作業内容: 以下の項目について、先頭の行から「column 101, row 259」を含む行までを、両端の行も含めて一字一句変えずに書き写してください。

▬▬▬▬▬▬

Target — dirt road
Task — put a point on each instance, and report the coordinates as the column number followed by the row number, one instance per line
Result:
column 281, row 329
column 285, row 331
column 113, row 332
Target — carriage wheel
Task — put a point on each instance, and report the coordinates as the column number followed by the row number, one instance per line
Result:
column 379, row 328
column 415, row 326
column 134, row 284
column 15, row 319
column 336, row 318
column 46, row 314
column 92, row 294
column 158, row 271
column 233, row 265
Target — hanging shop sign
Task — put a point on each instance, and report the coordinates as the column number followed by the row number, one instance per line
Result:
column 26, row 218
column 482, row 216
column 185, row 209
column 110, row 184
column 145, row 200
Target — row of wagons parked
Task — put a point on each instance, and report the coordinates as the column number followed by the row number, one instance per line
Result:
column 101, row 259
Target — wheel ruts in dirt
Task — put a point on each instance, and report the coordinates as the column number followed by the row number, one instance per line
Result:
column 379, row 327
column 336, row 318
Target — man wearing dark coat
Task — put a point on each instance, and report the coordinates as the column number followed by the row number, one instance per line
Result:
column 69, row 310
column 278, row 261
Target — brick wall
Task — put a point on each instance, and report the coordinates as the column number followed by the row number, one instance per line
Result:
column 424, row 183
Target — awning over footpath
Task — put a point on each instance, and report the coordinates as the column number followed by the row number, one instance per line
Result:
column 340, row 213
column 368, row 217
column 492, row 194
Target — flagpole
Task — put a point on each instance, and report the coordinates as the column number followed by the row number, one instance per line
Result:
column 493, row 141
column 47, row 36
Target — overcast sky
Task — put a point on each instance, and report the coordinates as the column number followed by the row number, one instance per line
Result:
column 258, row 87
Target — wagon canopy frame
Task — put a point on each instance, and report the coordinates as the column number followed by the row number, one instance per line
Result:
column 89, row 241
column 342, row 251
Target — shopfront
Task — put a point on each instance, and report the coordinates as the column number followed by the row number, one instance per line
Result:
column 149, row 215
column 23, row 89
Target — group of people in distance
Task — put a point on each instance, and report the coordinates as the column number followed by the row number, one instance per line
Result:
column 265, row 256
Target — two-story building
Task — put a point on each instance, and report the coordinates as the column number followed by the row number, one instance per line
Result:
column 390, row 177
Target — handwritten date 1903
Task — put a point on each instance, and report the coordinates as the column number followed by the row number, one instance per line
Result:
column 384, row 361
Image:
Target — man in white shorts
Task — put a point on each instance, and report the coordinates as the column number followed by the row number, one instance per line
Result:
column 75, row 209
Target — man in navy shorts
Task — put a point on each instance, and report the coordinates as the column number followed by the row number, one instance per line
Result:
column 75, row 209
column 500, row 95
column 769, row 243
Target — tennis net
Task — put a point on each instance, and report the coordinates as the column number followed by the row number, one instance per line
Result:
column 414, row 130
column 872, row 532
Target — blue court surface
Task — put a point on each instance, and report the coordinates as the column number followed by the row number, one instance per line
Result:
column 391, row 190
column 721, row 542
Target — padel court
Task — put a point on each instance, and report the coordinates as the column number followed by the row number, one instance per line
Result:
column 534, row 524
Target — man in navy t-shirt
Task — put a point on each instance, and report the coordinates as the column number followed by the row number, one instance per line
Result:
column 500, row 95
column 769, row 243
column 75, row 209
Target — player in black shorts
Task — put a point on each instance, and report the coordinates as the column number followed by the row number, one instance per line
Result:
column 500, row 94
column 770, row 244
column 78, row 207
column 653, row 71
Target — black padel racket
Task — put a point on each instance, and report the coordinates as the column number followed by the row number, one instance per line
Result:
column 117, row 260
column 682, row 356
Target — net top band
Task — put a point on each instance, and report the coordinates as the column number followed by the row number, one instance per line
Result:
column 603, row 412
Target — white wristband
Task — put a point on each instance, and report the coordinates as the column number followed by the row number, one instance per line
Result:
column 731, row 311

▬▬▬▬▬▬

本問の解答:
Target — dirt road
Task — put a point on each instance, and report the coordinates as the column number followed by the row number, one instance per line
Result:
column 281, row 329
column 285, row 331
column 113, row 332
Target — carriage wheel
Task — put a point on each instance, and report the coordinates as the column number followed by the row number, one instance per line
Result:
column 379, row 328
column 415, row 326
column 134, row 284
column 15, row 319
column 336, row 318
column 46, row 314
column 92, row 294
column 158, row 271
column 233, row 265
Target — hanging shop sign
Task — put a point on each instance, and report the coordinates as the column number followed by the row number, one instance per line
Result:
column 26, row 218
column 482, row 216
column 185, row 209
column 110, row 184
column 145, row 200
Target — row of wagons parked
Task — put a point on each instance, and report the coordinates as the column number followed by the row number, one instance per line
Result:
column 101, row 259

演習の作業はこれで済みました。